## Start

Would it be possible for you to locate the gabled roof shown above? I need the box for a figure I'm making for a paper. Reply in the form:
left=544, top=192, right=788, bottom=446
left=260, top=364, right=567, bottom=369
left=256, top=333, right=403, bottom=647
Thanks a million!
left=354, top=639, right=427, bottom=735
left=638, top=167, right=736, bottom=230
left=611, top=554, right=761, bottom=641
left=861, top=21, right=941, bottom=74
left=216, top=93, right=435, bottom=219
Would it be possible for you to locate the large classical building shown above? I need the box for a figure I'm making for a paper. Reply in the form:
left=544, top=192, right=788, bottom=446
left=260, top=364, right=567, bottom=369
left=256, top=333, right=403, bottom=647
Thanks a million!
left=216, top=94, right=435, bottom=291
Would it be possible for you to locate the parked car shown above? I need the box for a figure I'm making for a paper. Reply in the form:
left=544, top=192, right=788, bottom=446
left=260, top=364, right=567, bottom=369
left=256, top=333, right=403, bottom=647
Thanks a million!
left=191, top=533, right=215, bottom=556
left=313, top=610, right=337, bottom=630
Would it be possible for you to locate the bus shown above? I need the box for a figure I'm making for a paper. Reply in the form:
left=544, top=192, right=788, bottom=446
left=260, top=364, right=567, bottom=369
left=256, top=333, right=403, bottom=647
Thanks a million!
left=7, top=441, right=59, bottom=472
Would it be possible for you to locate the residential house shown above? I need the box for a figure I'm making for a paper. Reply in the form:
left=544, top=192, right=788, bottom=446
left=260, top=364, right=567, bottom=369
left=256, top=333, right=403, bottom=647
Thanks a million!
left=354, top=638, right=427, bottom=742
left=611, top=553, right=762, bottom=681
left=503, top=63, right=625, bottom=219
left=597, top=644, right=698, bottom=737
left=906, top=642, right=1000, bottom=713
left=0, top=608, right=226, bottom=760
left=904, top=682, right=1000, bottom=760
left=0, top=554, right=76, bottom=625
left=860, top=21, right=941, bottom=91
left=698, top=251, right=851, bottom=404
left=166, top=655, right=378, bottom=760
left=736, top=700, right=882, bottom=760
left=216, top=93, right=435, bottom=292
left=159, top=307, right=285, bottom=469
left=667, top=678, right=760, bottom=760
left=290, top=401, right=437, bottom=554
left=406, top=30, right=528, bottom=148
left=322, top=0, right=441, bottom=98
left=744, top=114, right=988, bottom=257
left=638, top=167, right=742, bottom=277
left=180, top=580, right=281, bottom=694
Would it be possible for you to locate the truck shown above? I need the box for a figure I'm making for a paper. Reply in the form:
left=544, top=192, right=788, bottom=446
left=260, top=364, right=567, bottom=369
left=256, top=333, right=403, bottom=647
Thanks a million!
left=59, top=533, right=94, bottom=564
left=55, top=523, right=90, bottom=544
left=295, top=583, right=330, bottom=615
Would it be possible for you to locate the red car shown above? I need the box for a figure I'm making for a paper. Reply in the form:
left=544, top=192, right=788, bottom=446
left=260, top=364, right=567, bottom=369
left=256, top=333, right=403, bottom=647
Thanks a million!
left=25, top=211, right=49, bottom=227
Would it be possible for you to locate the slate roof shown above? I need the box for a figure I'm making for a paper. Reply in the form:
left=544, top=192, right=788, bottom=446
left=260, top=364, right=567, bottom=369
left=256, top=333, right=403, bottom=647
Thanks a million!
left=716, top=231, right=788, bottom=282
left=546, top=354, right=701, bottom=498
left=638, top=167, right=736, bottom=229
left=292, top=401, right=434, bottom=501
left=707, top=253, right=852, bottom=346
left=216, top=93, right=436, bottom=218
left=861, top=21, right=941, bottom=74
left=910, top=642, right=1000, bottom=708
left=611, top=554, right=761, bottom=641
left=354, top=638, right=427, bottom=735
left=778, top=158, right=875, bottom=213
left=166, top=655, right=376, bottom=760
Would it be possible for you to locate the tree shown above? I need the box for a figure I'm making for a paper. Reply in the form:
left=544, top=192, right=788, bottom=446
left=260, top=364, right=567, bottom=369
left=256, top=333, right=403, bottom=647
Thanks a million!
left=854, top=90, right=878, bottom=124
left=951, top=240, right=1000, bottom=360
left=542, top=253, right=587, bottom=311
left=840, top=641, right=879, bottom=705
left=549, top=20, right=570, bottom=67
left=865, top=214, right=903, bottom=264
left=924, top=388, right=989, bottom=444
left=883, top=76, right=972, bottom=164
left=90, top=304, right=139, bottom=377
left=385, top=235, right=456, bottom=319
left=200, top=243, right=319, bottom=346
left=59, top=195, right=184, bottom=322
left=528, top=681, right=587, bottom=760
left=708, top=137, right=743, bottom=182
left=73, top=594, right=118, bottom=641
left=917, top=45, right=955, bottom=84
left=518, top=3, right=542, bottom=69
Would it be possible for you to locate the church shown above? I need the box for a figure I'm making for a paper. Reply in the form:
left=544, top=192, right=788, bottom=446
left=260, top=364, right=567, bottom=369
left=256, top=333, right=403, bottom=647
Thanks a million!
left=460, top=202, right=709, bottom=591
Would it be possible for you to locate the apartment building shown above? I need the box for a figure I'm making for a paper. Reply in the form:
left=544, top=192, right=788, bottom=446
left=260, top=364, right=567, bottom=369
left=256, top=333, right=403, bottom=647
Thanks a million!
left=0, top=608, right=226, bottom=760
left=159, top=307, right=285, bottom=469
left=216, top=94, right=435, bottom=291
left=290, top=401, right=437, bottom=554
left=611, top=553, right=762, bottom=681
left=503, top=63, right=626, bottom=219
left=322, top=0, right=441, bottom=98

## End

= Objective =
Reproduce all of the records above with every occurrence of "figure" replaced by "diagram", leaving everything else unchanged.

= Solution for this task =
Would it be possible for you to locate the gabled roof shown above? I need the box for a diagram I'm making for a paper. Reply in the form:
left=544, top=192, right=788, bottom=446
left=260, top=364, right=567, bottom=369
left=256, top=333, right=403, bottom=647
Thanks a million!
left=354, top=639, right=427, bottom=735
left=638, top=167, right=736, bottom=230
left=611, top=554, right=761, bottom=641
left=861, top=21, right=941, bottom=74
left=216, top=93, right=435, bottom=219
Would it be possible for you to locate the large classical building shown above? I need the box for a diagram I'm making for a paper. Reply in the form:
left=544, top=192, right=788, bottom=446
left=260, top=364, right=567, bottom=369
left=256, top=333, right=403, bottom=647
Thanks a million!
left=216, top=94, right=435, bottom=291
Would it be possible for you to locate the parked car shown above? I need the box for a diagram I'm making for a paper. Reply in the form:
left=544, top=192, right=788, bottom=446
left=260, top=364, right=567, bottom=369
left=256, top=333, right=403, bottom=647
Thanks a million!
left=191, top=533, right=215, bottom=556
left=313, top=610, right=337, bottom=630
Would it be possible for you to locate the bus shown above? I need the box for a diagram I'm making for a paper. Reply in the form:
left=544, top=192, right=788, bottom=446
left=260, top=364, right=567, bottom=369
left=256, top=333, right=403, bottom=647
Thanks a million!
left=7, top=441, right=59, bottom=472
Would it be possible for you to locate the residential house shown above? I need the box for a diagram I'm making for a paper. Reply in the form:
left=544, top=192, right=788, bottom=446
left=260, top=364, right=567, bottom=369
left=256, top=333, right=403, bottom=647
Thanks a million!
left=354, top=638, right=427, bottom=742
left=611, top=553, right=762, bottom=681
left=503, top=63, right=625, bottom=219
left=597, top=644, right=698, bottom=737
left=906, top=642, right=1000, bottom=713
left=0, top=608, right=226, bottom=760
left=904, top=682, right=1000, bottom=760
left=0, top=554, right=76, bottom=625
left=860, top=21, right=941, bottom=91
left=698, top=251, right=851, bottom=404
left=166, top=655, right=378, bottom=760
left=736, top=700, right=882, bottom=760
left=216, top=93, right=435, bottom=292
left=159, top=307, right=285, bottom=469
left=667, top=678, right=760, bottom=760
left=290, top=401, right=437, bottom=554
left=406, top=30, right=528, bottom=148
left=322, top=0, right=441, bottom=98
left=744, top=114, right=988, bottom=257
left=638, top=167, right=742, bottom=277
left=180, top=580, right=281, bottom=694
Would it be possible for you to locate the truck shown above? I need the box for a diagram I'm making for a paper. Reply in the form:
left=544, top=192, right=788, bottom=446
left=260, top=364, right=567, bottom=369
left=256, top=333, right=403, bottom=647
Thanks a million!
left=59, top=533, right=94, bottom=564
left=55, top=523, right=90, bottom=544
left=295, top=583, right=330, bottom=615
Would it be possible for you to locate the red car shown above? I need the box for a diagram I'm making for a paper. Reply in the form:
left=544, top=192, right=788, bottom=446
left=260, top=364, right=567, bottom=369
left=256, top=333, right=403, bottom=647
Thanks a million!
left=25, top=211, right=49, bottom=227
Would it be possible for you to locate the slate roof shown above? I need the box for a diagram I'm making for a paper. Reply in the form:
left=544, top=192, right=788, bottom=446
left=260, top=364, right=567, bottom=369
left=256, top=333, right=403, bottom=647
Thanks a million!
left=716, top=231, right=788, bottom=282
left=546, top=354, right=701, bottom=498
left=638, top=167, right=736, bottom=229
left=292, top=401, right=434, bottom=501
left=707, top=253, right=852, bottom=346
left=216, top=93, right=436, bottom=218
left=861, top=21, right=941, bottom=74
left=910, top=642, right=1000, bottom=708
left=611, top=554, right=761, bottom=641
left=354, top=638, right=427, bottom=735
left=778, top=158, right=875, bottom=213
left=166, top=655, right=376, bottom=760
Would it be possible for you to locate the tree shown above? I need the box for a diagram I'm making for a paper. Reply in the form:
left=544, top=192, right=788, bottom=446
left=260, top=364, right=567, bottom=369
left=256, top=333, right=403, bottom=647
Thanks a million!
left=854, top=90, right=878, bottom=124
left=951, top=240, right=1000, bottom=360
left=542, top=253, right=587, bottom=311
left=840, top=641, right=879, bottom=705
left=549, top=20, right=570, bottom=67
left=865, top=214, right=903, bottom=264
left=924, top=388, right=989, bottom=444
left=883, top=76, right=972, bottom=164
left=90, top=304, right=139, bottom=377
left=385, top=235, right=456, bottom=319
left=200, top=243, right=319, bottom=346
left=59, top=195, right=184, bottom=322
left=528, top=681, right=587, bottom=760
left=708, top=137, right=743, bottom=182
left=73, top=594, right=118, bottom=641
left=917, top=45, right=955, bottom=84
left=518, top=3, right=542, bottom=69
Would it be possible for you to locate the church shown above? I need the box for a diagram I'm making for a paper. Reply in the form:
left=544, top=192, right=788, bottom=446
left=260, top=364, right=567, bottom=369
left=256, top=333, right=403, bottom=647
Thanks a million!
left=460, top=202, right=709, bottom=591
Would it be possible for you to locate the apartment building shown above? I need the box for a diagram I'm making for a paper. Reply in the form:
left=544, top=192, right=788, bottom=446
left=260, top=364, right=567, bottom=369
left=256, top=333, right=403, bottom=647
Thanks a million!
left=0, top=608, right=226, bottom=760
left=159, top=307, right=285, bottom=469
left=216, top=94, right=435, bottom=291
left=290, top=401, right=437, bottom=554
left=611, top=553, right=762, bottom=681
left=503, top=63, right=626, bottom=219
left=322, top=0, right=441, bottom=98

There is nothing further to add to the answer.